[TASK INSTRUCTIONS]:
Find how many lines below hold "baseboard", then state that number by itself.

Data excerpts
>>>>

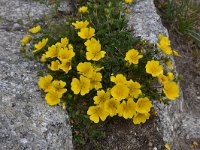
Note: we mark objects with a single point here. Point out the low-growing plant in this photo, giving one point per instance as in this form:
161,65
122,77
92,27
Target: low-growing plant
97,69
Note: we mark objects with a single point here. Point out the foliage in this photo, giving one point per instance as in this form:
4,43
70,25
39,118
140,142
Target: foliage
97,70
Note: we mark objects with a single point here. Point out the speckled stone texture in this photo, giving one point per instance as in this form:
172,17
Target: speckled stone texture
177,125
26,121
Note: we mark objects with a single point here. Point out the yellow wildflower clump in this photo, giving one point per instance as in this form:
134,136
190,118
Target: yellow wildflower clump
121,88
132,56
35,30
154,68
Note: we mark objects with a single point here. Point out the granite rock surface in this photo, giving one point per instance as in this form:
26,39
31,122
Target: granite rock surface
26,121
177,124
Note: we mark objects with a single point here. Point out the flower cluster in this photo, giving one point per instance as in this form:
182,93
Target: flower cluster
81,64
54,89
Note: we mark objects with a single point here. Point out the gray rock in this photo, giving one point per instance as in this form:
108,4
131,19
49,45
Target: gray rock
26,121
176,124
145,22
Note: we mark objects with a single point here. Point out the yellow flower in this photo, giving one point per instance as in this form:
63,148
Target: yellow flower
26,39
143,105
95,55
64,42
120,92
43,58
119,79
40,45
169,64
52,98
95,80
101,97
52,51
134,89
54,66
170,76
164,44
92,45
162,78
140,118
97,112
153,68
111,106
132,56
167,146
171,90
127,109
85,69
81,86
86,33
58,87
175,53
35,30
128,1
80,24
83,9
66,54
65,66
44,83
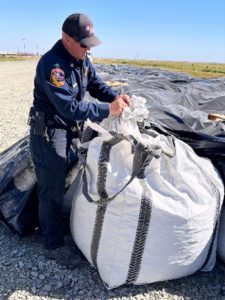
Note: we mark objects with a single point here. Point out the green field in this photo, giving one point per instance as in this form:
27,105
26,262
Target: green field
204,70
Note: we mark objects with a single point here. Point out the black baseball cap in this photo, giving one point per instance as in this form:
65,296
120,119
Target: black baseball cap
80,27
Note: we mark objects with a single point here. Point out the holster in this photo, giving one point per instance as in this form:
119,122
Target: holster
37,122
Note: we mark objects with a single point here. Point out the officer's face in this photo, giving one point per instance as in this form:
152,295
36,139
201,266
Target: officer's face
76,49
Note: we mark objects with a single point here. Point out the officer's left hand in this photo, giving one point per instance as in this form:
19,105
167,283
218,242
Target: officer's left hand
125,98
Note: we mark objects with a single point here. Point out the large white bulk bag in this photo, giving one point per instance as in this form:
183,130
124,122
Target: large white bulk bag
221,236
147,208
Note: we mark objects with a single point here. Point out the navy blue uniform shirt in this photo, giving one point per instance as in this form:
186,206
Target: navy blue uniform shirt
60,85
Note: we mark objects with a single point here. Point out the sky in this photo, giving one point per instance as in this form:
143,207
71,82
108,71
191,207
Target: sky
170,30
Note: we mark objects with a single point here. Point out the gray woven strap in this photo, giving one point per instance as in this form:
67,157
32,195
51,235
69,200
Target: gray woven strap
140,238
141,158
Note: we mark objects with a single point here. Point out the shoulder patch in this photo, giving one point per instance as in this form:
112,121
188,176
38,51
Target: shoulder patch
57,77
85,71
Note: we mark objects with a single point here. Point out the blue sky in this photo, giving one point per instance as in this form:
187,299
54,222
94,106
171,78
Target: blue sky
178,30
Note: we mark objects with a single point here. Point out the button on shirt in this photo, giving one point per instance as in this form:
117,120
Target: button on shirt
60,85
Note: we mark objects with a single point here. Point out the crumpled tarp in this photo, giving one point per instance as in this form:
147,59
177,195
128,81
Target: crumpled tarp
178,104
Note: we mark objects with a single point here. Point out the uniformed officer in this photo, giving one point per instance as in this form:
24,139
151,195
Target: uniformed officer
63,76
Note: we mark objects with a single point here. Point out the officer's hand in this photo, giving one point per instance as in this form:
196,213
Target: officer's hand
117,106
125,98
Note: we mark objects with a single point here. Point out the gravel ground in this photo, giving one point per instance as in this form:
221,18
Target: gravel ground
25,273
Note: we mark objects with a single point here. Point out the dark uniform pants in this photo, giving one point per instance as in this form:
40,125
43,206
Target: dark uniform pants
52,157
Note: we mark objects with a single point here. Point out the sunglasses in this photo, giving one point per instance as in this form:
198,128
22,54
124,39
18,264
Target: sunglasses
82,45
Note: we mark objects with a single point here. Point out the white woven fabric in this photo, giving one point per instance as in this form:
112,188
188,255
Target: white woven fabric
221,236
160,227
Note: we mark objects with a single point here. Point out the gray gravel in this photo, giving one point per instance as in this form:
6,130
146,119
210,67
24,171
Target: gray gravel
25,273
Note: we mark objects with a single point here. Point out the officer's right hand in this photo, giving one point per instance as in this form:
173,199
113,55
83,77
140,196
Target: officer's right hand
117,106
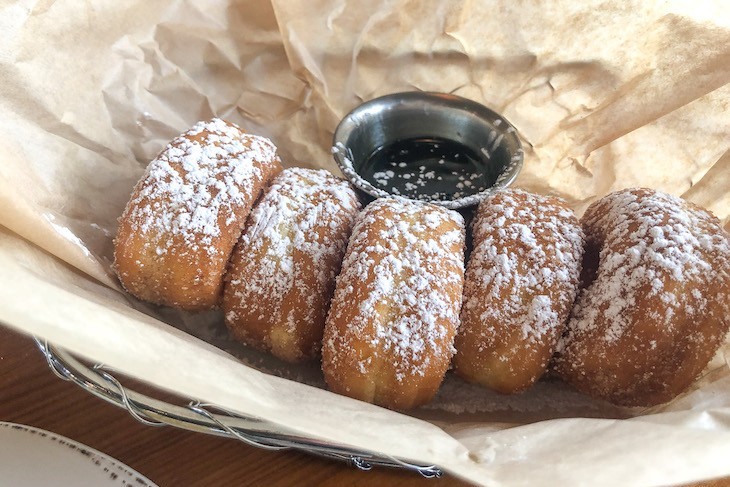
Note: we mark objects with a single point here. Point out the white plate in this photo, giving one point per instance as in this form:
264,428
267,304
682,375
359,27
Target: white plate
31,457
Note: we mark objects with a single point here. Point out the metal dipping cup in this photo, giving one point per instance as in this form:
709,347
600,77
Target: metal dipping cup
427,146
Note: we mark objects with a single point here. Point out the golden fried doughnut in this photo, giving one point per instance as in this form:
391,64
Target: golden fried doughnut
520,284
657,304
282,273
389,335
187,212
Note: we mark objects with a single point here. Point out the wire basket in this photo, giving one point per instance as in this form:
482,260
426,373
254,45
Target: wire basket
209,418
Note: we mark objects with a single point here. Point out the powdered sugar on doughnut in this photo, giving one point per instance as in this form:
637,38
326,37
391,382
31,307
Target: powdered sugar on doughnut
195,185
656,243
406,264
288,220
525,245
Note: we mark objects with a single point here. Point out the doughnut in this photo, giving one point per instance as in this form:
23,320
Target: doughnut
656,303
521,281
282,273
186,213
389,335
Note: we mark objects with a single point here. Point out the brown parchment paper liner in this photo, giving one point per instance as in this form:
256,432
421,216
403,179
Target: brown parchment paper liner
605,95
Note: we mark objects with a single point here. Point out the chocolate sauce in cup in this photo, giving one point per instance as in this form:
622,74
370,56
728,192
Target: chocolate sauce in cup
427,146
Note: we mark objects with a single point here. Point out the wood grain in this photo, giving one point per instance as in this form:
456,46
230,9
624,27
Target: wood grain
30,394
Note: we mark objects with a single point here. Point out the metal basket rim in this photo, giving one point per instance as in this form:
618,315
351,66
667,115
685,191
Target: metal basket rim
208,418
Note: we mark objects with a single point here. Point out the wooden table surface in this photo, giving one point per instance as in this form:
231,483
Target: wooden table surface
31,394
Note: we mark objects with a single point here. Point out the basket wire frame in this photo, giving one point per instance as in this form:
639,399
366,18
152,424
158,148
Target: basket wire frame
209,418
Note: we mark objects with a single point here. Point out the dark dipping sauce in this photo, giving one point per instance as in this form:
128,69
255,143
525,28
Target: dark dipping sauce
429,169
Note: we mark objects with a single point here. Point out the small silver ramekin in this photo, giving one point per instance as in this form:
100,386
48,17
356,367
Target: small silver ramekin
491,141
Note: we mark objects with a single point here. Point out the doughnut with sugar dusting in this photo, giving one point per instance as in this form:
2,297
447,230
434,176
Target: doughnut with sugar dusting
656,302
520,284
282,272
186,213
389,334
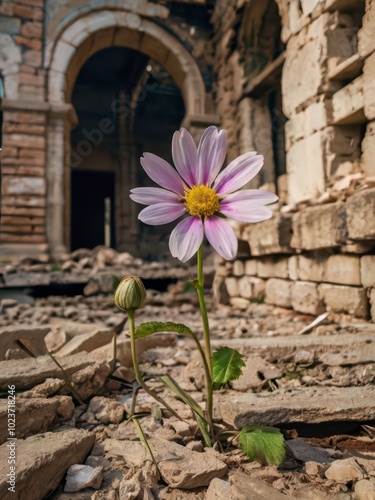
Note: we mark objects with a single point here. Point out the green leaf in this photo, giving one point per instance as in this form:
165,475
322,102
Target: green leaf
146,329
227,365
263,444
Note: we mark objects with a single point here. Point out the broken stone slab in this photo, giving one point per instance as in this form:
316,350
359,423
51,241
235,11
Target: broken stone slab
306,453
81,476
278,347
42,461
351,356
89,380
25,373
344,471
123,355
33,337
179,466
106,410
87,341
256,372
240,486
310,405
26,279
34,415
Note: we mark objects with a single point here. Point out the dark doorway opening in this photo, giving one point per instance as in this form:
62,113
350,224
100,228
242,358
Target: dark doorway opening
90,210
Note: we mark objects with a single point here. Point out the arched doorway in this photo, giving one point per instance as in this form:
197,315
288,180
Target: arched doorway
146,45
126,103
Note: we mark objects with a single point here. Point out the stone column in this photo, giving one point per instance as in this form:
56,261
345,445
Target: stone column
56,158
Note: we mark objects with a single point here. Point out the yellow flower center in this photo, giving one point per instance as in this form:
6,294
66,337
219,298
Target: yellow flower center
202,201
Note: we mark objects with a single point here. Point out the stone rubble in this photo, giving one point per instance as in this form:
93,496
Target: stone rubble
289,378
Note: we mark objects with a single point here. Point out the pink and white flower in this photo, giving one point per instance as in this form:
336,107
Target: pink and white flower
206,196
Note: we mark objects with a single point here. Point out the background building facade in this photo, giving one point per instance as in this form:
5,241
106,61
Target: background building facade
90,85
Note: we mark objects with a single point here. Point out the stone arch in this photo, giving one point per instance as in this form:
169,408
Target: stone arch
107,28
65,57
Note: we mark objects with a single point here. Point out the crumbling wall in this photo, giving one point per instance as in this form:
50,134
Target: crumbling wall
318,251
23,186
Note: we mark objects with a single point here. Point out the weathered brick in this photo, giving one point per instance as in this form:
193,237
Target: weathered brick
366,39
238,268
278,292
32,29
270,236
232,286
368,270
33,118
305,298
342,269
29,43
310,268
372,303
317,227
360,212
25,141
23,185
251,267
346,299
33,58
368,150
251,287
24,201
273,267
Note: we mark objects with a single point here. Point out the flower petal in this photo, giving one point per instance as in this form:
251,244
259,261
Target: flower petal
186,238
242,211
151,196
211,154
239,172
221,236
161,213
185,156
162,173
251,196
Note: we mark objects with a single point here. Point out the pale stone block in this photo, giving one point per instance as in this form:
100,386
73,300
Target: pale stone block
369,87
342,269
270,236
293,267
251,267
76,33
305,298
345,299
310,268
368,271
372,303
251,287
314,118
368,150
238,268
323,226
273,267
299,85
366,35
348,103
62,56
309,181
23,185
360,212
308,6
232,286
96,21
278,292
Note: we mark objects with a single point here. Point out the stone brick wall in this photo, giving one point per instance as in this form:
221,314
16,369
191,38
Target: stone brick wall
317,253
23,184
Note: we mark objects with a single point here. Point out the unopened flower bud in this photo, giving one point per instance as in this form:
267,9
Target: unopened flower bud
130,293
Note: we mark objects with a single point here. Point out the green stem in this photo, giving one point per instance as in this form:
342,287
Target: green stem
206,334
137,371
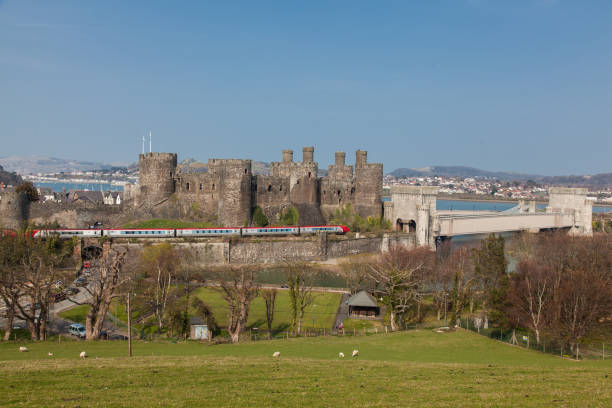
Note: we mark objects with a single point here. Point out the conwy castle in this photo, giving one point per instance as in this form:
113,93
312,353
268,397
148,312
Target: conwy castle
228,192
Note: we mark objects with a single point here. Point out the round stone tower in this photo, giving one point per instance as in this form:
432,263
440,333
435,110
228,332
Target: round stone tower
14,210
156,179
287,156
307,154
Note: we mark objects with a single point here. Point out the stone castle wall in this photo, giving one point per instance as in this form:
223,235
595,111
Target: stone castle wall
14,210
228,192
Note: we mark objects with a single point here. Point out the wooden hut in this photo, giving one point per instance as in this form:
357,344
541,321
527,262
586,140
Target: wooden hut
363,305
198,329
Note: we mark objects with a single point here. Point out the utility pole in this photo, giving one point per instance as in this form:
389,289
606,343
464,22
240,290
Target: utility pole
130,324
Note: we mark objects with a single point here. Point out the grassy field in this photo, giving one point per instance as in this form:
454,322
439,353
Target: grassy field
322,315
396,370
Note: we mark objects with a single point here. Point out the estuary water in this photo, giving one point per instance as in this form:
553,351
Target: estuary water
57,186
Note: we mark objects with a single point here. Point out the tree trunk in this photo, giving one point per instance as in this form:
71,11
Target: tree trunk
9,326
392,319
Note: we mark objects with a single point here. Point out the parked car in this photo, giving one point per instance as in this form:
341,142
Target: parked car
77,329
57,297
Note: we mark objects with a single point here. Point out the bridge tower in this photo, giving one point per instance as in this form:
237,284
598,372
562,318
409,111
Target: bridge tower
572,201
413,210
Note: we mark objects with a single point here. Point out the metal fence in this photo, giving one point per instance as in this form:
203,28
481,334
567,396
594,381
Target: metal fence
591,350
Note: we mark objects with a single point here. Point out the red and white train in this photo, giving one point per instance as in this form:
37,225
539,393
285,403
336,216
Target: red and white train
188,232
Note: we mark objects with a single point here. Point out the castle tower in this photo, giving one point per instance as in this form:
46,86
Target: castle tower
287,156
156,176
368,186
234,204
14,210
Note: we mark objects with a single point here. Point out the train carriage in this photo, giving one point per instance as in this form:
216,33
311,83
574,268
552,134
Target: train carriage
67,233
315,229
140,233
270,231
207,232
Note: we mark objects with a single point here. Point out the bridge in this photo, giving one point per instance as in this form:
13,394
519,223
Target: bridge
413,209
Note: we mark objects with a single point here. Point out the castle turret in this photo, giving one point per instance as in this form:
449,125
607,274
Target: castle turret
287,156
234,175
368,186
307,154
156,176
14,210
340,158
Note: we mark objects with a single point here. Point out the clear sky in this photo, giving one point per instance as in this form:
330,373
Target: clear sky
521,85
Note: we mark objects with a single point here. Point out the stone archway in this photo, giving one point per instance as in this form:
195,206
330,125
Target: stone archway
92,252
405,226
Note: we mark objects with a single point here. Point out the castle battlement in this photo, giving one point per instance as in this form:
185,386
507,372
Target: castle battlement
229,192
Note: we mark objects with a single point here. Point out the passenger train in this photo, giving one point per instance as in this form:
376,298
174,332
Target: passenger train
188,232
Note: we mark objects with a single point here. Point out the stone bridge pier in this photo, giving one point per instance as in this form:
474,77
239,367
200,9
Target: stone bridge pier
413,210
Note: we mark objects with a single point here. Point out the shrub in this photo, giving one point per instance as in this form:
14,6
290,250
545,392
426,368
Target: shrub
259,218
289,216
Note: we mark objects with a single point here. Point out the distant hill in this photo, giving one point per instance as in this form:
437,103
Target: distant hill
40,164
596,180
460,171
9,179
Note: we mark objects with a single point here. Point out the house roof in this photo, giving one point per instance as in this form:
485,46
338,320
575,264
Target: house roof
362,298
197,321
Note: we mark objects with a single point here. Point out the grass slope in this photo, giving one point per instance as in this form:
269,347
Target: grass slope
400,369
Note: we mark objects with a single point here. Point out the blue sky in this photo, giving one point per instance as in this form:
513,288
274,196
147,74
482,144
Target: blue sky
522,85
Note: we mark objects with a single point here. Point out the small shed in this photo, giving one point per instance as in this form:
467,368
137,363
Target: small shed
198,329
363,305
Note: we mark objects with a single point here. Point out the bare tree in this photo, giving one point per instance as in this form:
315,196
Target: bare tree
269,297
399,277
160,265
300,293
585,299
531,295
107,277
238,289
29,275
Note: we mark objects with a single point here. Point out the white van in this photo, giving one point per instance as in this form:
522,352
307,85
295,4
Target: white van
77,329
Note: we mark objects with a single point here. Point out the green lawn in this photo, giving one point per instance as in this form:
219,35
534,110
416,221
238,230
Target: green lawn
418,368
322,313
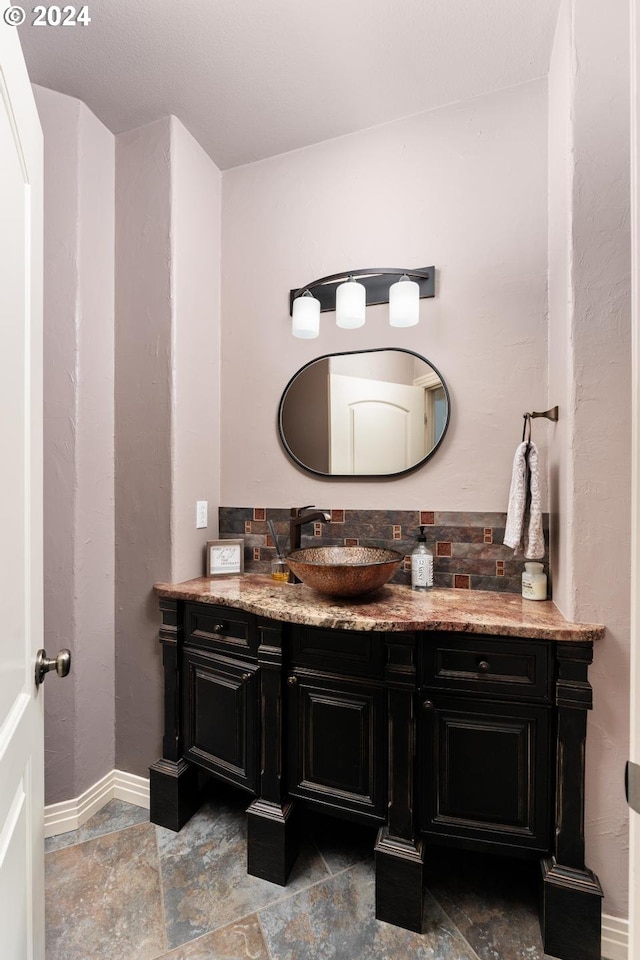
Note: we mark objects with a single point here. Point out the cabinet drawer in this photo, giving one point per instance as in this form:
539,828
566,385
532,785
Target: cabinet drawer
353,652
221,628
508,668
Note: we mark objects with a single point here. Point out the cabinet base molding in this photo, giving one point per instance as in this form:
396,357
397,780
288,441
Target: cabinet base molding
571,912
272,840
399,881
174,793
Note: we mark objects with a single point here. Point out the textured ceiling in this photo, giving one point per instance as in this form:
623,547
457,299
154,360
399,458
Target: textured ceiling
254,78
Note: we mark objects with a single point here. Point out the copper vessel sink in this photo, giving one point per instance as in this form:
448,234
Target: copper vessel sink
344,571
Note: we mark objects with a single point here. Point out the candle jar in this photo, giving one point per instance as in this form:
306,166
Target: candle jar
534,582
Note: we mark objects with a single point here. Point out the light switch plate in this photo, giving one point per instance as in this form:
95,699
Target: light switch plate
202,507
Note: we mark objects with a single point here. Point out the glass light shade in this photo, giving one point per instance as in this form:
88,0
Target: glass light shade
351,304
404,303
305,320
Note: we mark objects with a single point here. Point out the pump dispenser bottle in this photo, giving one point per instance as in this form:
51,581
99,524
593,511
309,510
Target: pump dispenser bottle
421,565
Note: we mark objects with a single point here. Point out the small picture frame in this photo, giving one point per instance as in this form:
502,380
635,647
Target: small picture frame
224,558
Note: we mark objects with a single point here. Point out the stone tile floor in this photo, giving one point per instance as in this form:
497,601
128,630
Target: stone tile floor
123,889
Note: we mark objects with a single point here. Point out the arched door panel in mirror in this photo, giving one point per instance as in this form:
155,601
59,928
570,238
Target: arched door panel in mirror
373,413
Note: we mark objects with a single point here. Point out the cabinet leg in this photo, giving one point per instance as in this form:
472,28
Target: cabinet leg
399,881
174,793
272,841
571,912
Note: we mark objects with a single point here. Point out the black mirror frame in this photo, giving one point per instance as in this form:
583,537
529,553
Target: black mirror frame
366,476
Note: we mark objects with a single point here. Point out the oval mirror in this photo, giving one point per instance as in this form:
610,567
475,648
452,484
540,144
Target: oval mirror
374,413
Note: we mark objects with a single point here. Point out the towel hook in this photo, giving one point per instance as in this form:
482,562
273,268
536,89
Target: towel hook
551,414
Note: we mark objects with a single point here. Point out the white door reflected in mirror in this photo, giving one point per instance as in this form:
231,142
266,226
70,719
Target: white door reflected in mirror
371,413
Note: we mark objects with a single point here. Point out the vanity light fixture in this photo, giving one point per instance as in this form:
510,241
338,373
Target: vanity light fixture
305,316
404,303
351,303
350,297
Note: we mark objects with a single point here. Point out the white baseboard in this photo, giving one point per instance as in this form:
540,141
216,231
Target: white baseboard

<<<<

[RESULT OF THIS EXERCISE]:
2